_THE RECORDS_:
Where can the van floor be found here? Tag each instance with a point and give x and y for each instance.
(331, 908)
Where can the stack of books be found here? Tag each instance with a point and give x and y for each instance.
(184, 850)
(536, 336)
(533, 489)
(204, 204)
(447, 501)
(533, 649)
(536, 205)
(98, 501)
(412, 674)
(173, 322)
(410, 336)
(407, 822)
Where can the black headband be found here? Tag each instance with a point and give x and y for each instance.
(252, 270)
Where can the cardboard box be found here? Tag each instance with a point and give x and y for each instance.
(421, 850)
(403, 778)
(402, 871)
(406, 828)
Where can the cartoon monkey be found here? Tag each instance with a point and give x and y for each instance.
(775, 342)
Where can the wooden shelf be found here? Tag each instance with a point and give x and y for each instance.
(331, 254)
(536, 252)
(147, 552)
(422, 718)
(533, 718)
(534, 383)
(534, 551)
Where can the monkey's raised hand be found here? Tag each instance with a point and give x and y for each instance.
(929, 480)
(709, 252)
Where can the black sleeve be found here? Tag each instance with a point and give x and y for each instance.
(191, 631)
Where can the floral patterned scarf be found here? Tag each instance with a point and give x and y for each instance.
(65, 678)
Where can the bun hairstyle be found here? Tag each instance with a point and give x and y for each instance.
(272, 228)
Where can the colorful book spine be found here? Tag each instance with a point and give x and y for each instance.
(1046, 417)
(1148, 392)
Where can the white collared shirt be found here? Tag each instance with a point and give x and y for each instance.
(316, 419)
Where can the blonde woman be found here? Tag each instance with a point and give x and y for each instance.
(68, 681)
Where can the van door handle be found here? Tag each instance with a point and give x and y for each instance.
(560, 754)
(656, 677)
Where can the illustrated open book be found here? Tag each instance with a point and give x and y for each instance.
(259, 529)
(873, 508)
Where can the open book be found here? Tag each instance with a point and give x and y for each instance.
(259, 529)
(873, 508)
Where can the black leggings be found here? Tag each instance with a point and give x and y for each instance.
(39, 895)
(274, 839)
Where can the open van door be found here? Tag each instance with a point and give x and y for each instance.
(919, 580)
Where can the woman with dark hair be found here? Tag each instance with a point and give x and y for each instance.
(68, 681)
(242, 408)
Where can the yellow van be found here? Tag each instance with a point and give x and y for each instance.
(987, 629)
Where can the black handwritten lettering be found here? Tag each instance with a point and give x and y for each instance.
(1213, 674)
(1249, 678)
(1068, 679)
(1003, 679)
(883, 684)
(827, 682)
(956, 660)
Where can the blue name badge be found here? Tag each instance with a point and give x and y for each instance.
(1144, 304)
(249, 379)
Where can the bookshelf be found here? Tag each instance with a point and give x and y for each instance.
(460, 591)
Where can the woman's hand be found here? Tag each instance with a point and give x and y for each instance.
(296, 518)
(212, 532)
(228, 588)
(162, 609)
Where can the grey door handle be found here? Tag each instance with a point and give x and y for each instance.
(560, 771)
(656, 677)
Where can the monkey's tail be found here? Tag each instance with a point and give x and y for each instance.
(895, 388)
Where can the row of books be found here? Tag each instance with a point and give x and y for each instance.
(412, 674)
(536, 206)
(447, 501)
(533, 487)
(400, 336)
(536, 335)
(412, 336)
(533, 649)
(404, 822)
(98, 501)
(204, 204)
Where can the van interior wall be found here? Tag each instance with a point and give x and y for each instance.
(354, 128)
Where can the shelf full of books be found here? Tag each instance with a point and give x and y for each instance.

_EXERCISE DESCRIPTION_: Write out the entries above once more, without altering anything.

_ANSWER TO THE PROBLEM_:
Where can the van floor be found here? Tag each instance with a point and give x and y for each instance.
(331, 908)
Where can the stack of books be found here? Tag each instance with a point and give x and y for each instance.
(184, 850)
(536, 336)
(533, 489)
(204, 204)
(447, 501)
(533, 649)
(536, 205)
(98, 501)
(412, 674)
(173, 322)
(410, 336)
(407, 822)
Where can the black headband be found here? Tag each instance with a point and give x and y for each instance.
(252, 270)
Where can the cardboard box be found here? Tag each instance with a point and give x and y for each instance.
(421, 850)
(403, 778)
(402, 871)
(406, 828)
Where can the cartoon monkey be found here? Tag each instance with a point and give x and y for each instance.
(775, 342)
Where can the wooden shelf be found here? Tag each instance with a point and give x and y for each instance.
(331, 254)
(536, 252)
(147, 552)
(422, 718)
(533, 718)
(534, 383)
(534, 551)
Where can the monkey's raised hand be found here? Tag each instance with a point and give x and y for each instance.
(929, 480)
(709, 252)
Where can the black sleeve be found here? Tag each instance with a point and give x and y for each instance.
(191, 631)
Where can the floral patterned scarf be found here? Tag each instance with a point and give x and y for each instance.
(65, 678)
Where can the bun hairstyle be found here? Tag each instance with a point and give x and y for each instance.
(272, 228)
Where can the colorful book spine be found here? Tag each instance with a point and give x and y for each instance.
(1046, 417)
(1148, 392)
Where can the white collared shirt be found here? Tag each instance with a point and give x and y for each instance.
(316, 419)
Where can the blonde woman be found here? Tag each instance with a point and give x and y for each instance.
(68, 681)
Where can the van door handle be found here? Tag each instance with a point and give x and y for each instance.
(560, 754)
(656, 677)
Where can the illustrated open book be found here? Tag each instance with a point and give x and y for each instance.
(259, 529)
(873, 508)
Where can the open book be found here? Tag each instance with a point and give x and y for each instance.
(259, 529)
(873, 508)
Where can the black leggings be found here? Tag each instance with a point and give x and y for each instance.
(39, 895)
(274, 839)
Where can the open van door be found here? Tag each instance with a point and give x and y for each instance.
(919, 580)
Where can the woman with dark hair be found here? Tag each instance with a point and give x and y for each instance.
(68, 681)
(242, 408)
Where can the yellow van be found here? Tag each instance with a point and give x and y for each instance.
(987, 629)
Where can the black handwritten lettering be found here? Tag each instance with a point and give x and y for each instance.
(1213, 674)
(1249, 678)
(1068, 679)
(1003, 679)
(883, 684)
(827, 682)
(956, 660)
Where can the blue name badge be found here? Tag each instance with a point and give x and y for each instance.
(1144, 304)
(249, 379)
Where can the bookshelf be found here? Tag each instance with a point and give x and y for each instance.
(460, 591)
Where can the woman's hand be found here? Tag each instance with a point and give x and y for each instance.
(296, 518)
(212, 532)
(228, 588)
(162, 609)
Where can the grey door handle be found here? Tag each instance with a point and give x and y for each instance.
(560, 771)
(656, 677)
Where can the monkey's tail be found here? Tag each instance with a point and give x and y for each instance.
(895, 388)
Where can the row of books be found here? Tag each instance with a point and give x and y for each instance.
(412, 674)
(536, 206)
(447, 501)
(533, 487)
(400, 336)
(536, 335)
(412, 336)
(533, 649)
(404, 822)
(98, 501)
(204, 204)
Where can the van interior wall be found here? Tag each instance with a point and give x and y for each instance.
(354, 128)
Where can the shelf full of books be found here? Tag each instance with a point and give x and y for each instance.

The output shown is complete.